Position identification items:
————

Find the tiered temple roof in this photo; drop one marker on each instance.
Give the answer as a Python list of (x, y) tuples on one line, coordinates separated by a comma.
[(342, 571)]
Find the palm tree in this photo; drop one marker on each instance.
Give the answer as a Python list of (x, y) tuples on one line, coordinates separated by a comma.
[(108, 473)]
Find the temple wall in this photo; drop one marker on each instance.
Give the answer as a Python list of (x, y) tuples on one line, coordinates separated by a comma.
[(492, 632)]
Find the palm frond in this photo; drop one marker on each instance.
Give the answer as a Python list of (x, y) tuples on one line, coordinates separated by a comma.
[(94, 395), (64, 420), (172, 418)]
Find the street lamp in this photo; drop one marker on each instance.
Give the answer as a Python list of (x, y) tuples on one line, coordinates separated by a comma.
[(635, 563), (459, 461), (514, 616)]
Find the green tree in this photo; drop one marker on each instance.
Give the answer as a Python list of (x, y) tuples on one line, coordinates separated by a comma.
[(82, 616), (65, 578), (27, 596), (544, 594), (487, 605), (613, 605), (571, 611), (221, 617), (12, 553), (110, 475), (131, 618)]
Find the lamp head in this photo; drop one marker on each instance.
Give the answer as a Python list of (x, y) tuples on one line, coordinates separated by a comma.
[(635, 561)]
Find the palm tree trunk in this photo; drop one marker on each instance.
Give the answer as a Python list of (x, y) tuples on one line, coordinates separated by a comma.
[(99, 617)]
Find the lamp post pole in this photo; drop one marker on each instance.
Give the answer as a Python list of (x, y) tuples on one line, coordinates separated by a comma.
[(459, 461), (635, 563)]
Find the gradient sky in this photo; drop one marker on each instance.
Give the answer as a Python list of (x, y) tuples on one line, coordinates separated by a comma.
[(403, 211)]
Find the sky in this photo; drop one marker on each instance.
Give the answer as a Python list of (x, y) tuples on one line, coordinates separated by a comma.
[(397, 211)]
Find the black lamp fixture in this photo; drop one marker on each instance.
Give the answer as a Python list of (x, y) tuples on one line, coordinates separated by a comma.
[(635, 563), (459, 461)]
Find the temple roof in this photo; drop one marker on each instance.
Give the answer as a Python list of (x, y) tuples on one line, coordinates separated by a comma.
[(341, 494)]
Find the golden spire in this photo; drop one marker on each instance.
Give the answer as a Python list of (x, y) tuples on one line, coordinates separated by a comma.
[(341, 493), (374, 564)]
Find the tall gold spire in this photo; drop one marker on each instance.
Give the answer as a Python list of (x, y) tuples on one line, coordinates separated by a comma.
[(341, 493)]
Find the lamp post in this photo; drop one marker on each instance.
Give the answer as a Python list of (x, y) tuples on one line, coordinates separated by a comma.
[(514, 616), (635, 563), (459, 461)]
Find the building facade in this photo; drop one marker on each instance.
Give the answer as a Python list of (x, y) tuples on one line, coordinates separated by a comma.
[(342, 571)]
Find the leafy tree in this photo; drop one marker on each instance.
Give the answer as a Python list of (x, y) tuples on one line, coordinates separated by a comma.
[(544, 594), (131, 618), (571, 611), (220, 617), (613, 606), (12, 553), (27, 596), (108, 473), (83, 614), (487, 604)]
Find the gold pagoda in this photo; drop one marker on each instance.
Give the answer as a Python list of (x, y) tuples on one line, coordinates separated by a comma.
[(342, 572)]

————

* _Goal_:
Repeat every item above word for word, from the first to the last.

* _Correct result_:
Find the tiered temple roof in this photo; drop one marker on each instance.
Give the answer as a Python list of (x, y) tuples on one line, coordinates separated by a comma.
[(342, 571)]
Find the palm tree in this photo; drop one marker on each instance.
Give the answer as a Python list of (x, y) tuples on one line, coordinates separated by a comma.
[(108, 473)]
Find the temple wall in this photo; drop one marker on each instance.
Give the answer as a Python list of (x, y) tuples on one line, coordinates separated by a comma.
[(492, 632)]
Find the palm frond in this photo; drop one marker on each instance.
Give the answer as a Python list of (x, y) tuples on one line, coordinates separated by a comma.
[(94, 395), (64, 420), (172, 418)]
Find the street lamp in this photo; drop one marker on each instance.
Give the answer as a Python list of (x, y) tuples on one line, coordinates separated by a comma.
[(635, 563), (459, 461), (514, 616)]
Find the green tree in this photo; drop one marker on each instance.
Give the answer as a Python list of (x, y) tuples on one line, coordinates separated by a comma.
[(82, 616), (65, 578), (27, 596), (544, 594), (487, 605), (613, 605), (571, 611), (221, 617), (12, 553), (110, 475), (131, 618)]
Find the lamp head in this photo; drop one marker on each instance.
Give the answer as a Python list of (x, y) tuples on one line, coordinates separated by a comma.
[(635, 561)]
Find the palm tree trunk in this photo; drop one marker on each instance.
Give the answer as a Python list of (x, y) tuples on one line, coordinates separated by a comma.
[(99, 617)]
Find the lamp post pole in this photo; drop one marker on each instance.
Give the answer as a Python list of (x, y) tuples on one line, coordinates separated by a comma.
[(459, 461), (635, 563)]
Find the gradient sky in this photo; drop one marker on each instance.
Give the answer as a Python list of (x, y) tuples on one line, coordinates separated by a comma.
[(403, 211)]
Find the sky in this photo; drop one marker on each instance.
Give the answer as a Python list of (x, y) tuples on one line, coordinates separated by a comma.
[(397, 211)]
Find the black lamp fixture in this photo; drop one marker on each instance.
Give the answer as a Python list of (x, y) tuples on one line, coordinates separated by a comma.
[(635, 563), (459, 461)]
Find the temple roof in this photo; drop one marker on each instance.
Give the answer as a Python list of (x, y) tuples on one line, coordinates separated by a comma.
[(341, 494)]
Find the golden spire in this photo; drop one marker on each instance.
Give the answer as a Python list of (x, y) tuples on one line, coordinates separated by a comma.
[(341, 493), (374, 564)]
Find the tall gold spire in this photo; drop one marker on each instance.
Give the answer as a Python list of (x, y) tuples on one line, coordinates separated by a comma.
[(341, 493)]
Find the lamp post in this photo; drop one marker on each instance.
Give the answer as a Python list of (x, y) tuples on one line, coordinates separated by a comma.
[(514, 616), (635, 563), (459, 461)]
Find the building facade in this photo; drop one marker on each instance.
Give the answer as a Python list of (x, y) tuples on one line, coordinates separated by a comma.
[(342, 571)]
Find the leafy tree in this photo; drop one marker on each instance.
Give the answer as a Python list of (x, y) tuples on one line, coordinates separated by a comma.
[(544, 594), (131, 618), (571, 611), (220, 617), (613, 606), (12, 553), (27, 596), (108, 473), (83, 614), (487, 604)]
Find the gold pagoda in this photo; drop one marker on each instance.
Give the answer as a Python list of (x, y) tuples on one line, coordinates separated by a comma.
[(342, 572)]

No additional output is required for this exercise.